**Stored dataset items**
····················

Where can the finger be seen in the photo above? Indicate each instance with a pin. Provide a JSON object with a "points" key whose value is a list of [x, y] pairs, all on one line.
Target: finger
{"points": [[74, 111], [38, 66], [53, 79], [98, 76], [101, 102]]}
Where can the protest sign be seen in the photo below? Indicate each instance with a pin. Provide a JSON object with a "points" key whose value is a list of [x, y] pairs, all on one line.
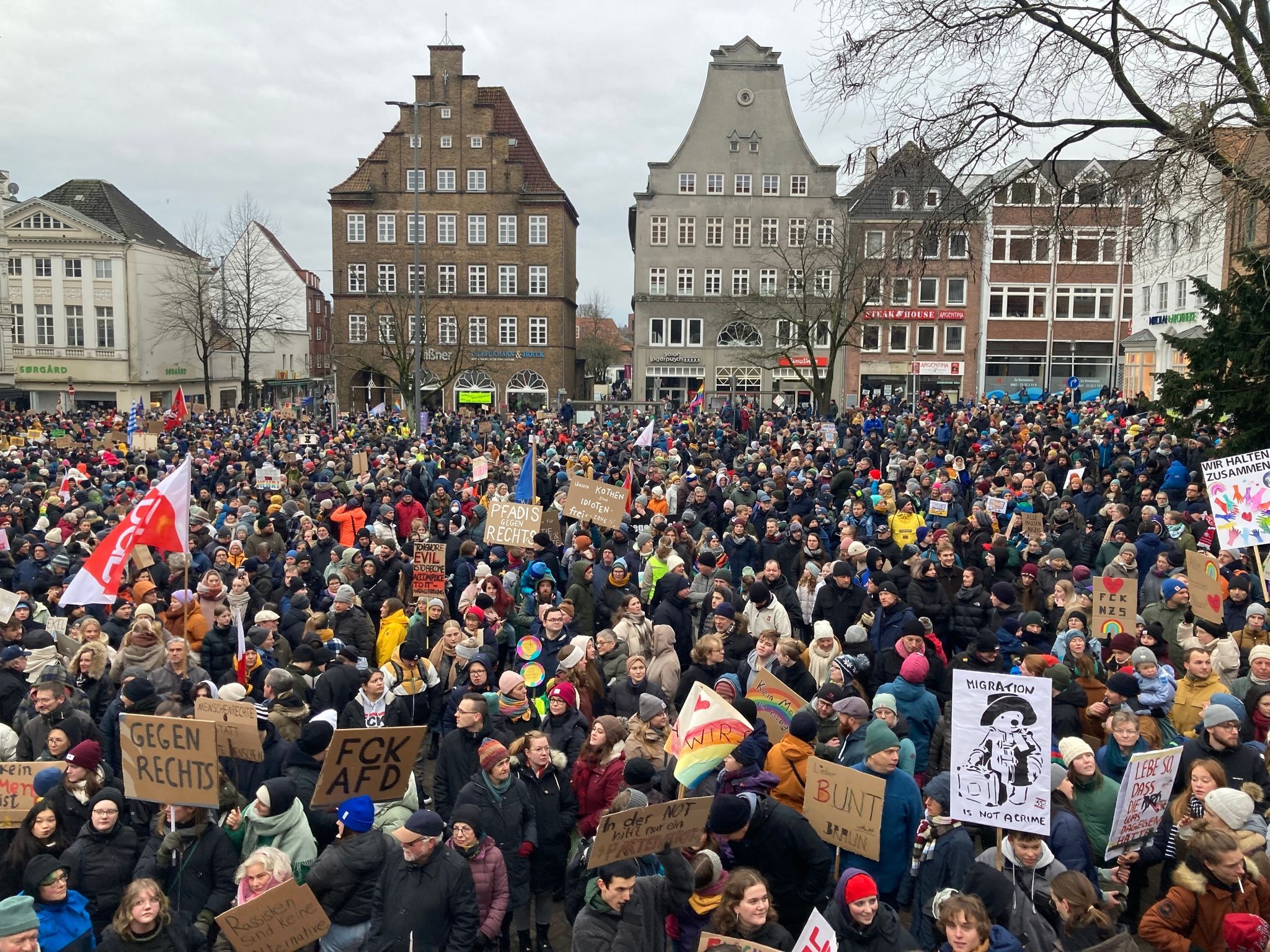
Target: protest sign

····················

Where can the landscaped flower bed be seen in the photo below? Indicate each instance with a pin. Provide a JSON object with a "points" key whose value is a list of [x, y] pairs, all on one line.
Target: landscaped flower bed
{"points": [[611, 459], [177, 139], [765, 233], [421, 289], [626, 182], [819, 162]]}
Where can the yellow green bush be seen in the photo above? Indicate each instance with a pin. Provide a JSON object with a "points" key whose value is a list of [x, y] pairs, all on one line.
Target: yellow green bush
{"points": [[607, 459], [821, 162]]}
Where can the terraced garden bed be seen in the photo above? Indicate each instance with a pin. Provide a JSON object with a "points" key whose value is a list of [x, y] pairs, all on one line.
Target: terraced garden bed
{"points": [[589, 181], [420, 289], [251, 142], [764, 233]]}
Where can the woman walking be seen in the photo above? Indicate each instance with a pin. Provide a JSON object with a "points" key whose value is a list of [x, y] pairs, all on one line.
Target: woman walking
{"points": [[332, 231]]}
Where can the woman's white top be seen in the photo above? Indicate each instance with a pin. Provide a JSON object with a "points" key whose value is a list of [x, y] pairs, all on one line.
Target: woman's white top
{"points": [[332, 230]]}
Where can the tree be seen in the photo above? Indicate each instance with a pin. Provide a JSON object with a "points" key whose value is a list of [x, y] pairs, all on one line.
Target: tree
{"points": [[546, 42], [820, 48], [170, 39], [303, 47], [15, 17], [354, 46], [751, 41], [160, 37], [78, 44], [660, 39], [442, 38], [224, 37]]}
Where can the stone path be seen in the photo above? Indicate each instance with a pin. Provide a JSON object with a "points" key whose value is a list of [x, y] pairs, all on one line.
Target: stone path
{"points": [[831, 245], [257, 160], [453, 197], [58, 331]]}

····················

**Description of the task**
Pull out, word for word, the entries between the line containing "Where can the protest" and the line containing "Target: protest sign", inclusive. Leave the pictures out of your answer.

**Right answer**
Where can the protest sign be seen in the photo below? Indicate each instance with a pin. Provide a JSON object with a "points" key whose value is a list of [x, y] pairs, all on one line.
Target: protest sign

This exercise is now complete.